### Text passage

-- Opening Marker --

Discouragement

“Most people are walking around with a low-grade depression,” said my mentor, Richard W. Gray. That’s like walking around with a low-grade fever. I tend to run in cycles – up and down. Thankfully, as the years have gone by the lows are not as low and the highs not as high.

Palm Sunday I looked around in church. Attendance was down. The time had changed. An hour was lost. Spring break had begun. Yet I was expecting a whole lot more. We had been encouraging the congregation to try to bring someone on Palm Sunday and/or Easter. It appeared that we had accomplished little or nothing and I got discouraged.

Like a disease, disappointment can quickly make us negative about a lot of things. That began to happen to me. I started asking questions about the commitment of others, and my own commitment. What difference does the gospel make?

But it didn’t end there. I went from worship to a Sunday school class I’ve been teaching. We’ve had some great sessions. But on that morning attendance was down, and I found myself struggling through the material. It felt like the whole group was laboring to get with the program.

Note this: I didn’t say to the class, “I’m kind of down today.” In fact, I tried to mask it. But that’s virtually impossible.

Some years ago I had extensive conversation with a pastor who was deeply discouraged, seriously considering abandoning the ministry. One of the things he said was, “I’m careful not to let anyone in the congregation know how I feel.” My response: “You’re fooling yourself.”

That has played out in my own experience. I was still down when I led a Bible study group on Tuesday evening. We struggled through that session. However, I doubt that anyone would have put his or her finger on what I believe to have been the big problem.

It may sound like I’m suggesting that we ought to wear our feelings like a shirt, on display for anyone to see. But that isn’t always helpful. So where does that leave us?

1) It will help immensely if we are self conscious about what is going on in us. That is often difficult because we tend to be masters of denial and deception. I’ve heard people, red in the face, angrily contend that they were not angry. John Calvin understood that to know ourselves we must know God. To face what we know about ourselves in the presence of the Father will help us to see more what we are like, causing us to seek his mercy in fresh ways.

-- Closing Marker --

(Referring expression data)
-- Opening Marker --

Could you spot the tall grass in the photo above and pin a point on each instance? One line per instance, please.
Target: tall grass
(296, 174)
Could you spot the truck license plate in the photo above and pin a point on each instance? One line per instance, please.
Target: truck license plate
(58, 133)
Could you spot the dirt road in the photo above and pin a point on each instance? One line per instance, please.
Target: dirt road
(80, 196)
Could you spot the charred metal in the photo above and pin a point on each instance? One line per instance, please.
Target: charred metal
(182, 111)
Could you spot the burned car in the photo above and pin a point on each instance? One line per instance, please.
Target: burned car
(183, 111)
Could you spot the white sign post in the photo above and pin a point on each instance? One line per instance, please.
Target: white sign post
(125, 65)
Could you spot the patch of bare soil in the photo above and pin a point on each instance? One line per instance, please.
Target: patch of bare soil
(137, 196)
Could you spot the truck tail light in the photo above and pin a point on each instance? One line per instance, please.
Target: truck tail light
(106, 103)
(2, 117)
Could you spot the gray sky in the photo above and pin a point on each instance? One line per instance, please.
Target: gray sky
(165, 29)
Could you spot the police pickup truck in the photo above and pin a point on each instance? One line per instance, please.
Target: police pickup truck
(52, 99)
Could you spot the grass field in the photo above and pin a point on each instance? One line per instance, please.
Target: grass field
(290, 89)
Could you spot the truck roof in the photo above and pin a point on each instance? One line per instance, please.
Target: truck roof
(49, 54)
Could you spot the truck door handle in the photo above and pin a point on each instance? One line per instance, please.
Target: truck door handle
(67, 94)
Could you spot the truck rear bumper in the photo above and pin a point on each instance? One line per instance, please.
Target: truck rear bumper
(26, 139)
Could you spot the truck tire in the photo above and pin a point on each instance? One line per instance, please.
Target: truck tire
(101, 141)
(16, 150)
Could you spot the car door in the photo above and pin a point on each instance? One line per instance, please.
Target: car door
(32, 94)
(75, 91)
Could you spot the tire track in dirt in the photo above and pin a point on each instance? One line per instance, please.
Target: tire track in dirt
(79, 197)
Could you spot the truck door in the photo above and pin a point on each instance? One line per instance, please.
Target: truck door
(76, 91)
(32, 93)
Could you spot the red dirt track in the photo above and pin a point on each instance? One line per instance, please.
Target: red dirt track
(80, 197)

-- Closing Marker --

### Exercises to complete
(1) Reproduce the passage on discouragement from "Like a disease, disappointment" up to and including "with the program.".
(2) List every gathering that the writer of the passage on discouragement says they attended or led during that week.
The lines have no connection to the passage on discouragement.

### Answers
(1)
Like a disease, disappointment can quickly make us negative about a lot of things. That began to happen to me. I started asking questions about the commitment of others, and my own commitment. What difference does the gospel make?

But it didn’t end there. I went from worship to a Sunday school class I’ve been teaching. We’ve had some great sessions. But on that morning attendance was down, and I found myself struggling through the material. It felt like the whole group was laboring to get with the program.

(2)
- Palm Sunday worship in church
- A Sunday school class
- A Bible study group on Tuesday evening